WHAT IS REQUIRED:
Please write out the data below once more, exactly as it stands.

* * * * * * * * *

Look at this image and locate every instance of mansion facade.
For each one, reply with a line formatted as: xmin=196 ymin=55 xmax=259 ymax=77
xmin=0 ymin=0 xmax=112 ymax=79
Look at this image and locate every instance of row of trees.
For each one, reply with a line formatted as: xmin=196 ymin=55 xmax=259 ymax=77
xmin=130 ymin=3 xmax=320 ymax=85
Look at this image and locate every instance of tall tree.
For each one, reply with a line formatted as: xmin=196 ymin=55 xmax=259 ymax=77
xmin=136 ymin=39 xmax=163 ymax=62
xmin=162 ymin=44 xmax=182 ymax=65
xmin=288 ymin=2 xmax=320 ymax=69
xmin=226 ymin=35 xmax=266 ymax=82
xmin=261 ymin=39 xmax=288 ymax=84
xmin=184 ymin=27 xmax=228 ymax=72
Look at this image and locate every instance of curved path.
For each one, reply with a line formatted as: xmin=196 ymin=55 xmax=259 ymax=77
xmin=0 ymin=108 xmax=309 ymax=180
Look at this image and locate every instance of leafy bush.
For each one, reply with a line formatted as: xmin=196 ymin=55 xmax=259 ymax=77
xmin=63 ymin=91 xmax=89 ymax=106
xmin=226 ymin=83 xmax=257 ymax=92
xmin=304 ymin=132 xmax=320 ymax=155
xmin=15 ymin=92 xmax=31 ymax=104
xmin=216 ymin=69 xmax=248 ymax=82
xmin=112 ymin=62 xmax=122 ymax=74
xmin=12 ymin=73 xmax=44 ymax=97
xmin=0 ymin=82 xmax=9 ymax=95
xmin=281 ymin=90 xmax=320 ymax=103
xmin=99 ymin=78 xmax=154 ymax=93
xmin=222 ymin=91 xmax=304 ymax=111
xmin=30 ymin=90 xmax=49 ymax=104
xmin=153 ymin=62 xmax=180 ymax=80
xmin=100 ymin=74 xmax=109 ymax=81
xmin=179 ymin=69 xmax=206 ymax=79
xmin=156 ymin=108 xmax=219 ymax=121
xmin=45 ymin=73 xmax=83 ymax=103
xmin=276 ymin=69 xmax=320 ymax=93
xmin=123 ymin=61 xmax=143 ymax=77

* * * * * * * * *

EXPECTED OUTPUT:
Look at this image and locate every instance of mansion facade.
For each one, reply with a line formatted as: xmin=196 ymin=55 xmax=259 ymax=77
xmin=0 ymin=0 xmax=112 ymax=79
Look at this image and locate every instance of row of trees.
For each one, reply with a line formatted as: xmin=196 ymin=55 xmax=259 ymax=77
xmin=130 ymin=3 xmax=320 ymax=85
Look at this image and locate every instance of tall tree.
For each one, reply with a line formatted as: xmin=196 ymin=55 xmax=259 ymax=77
xmin=136 ymin=39 xmax=163 ymax=62
xmin=162 ymin=44 xmax=182 ymax=65
xmin=288 ymin=2 xmax=320 ymax=69
xmin=226 ymin=35 xmax=266 ymax=82
xmin=261 ymin=39 xmax=288 ymax=84
xmin=184 ymin=27 xmax=228 ymax=72
Look at this image and locate every instance of curved path.
For each one, reply with a line formatted as: xmin=196 ymin=55 xmax=259 ymax=77
xmin=0 ymin=108 xmax=309 ymax=180
Look at this image and locate every instance of leafy bush.
For each one, reply with a line formatted as: xmin=196 ymin=55 xmax=259 ymax=77
xmin=63 ymin=91 xmax=89 ymax=106
xmin=226 ymin=83 xmax=257 ymax=92
xmin=304 ymin=132 xmax=320 ymax=155
xmin=15 ymin=92 xmax=31 ymax=104
xmin=216 ymin=69 xmax=248 ymax=82
xmin=112 ymin=62 xmax=122 ymax=74
xmin=12 ymin=73 xmax=44 ymax=97
xmin=0 ymin=82 xmax=9 ymax=95
xmin=281 ymin=90 xmax=320 ymax=103
xmin=99 ymin=78 xmax=154 ymax=93
xmin=222 ymin=91 xmax=304 ymax=111
xmin=30 ymin=90 xmax=49 ymax=104
xmin=153 ymin=62 xmax=180 ymax=80
xmin=100 ymin=74 xmax=109 ymax=81
xmin=179 ymin=69 xmax=206 ymax=79
xmin=156 ymin=108 xmax=219 ymax=121
xmin=45 ymin=73 xmax=83 ymax=103
xmin=276 ymin=69 xmax=320 ymax=93
xmin=123 ymin=61 xmax=143 ymax=77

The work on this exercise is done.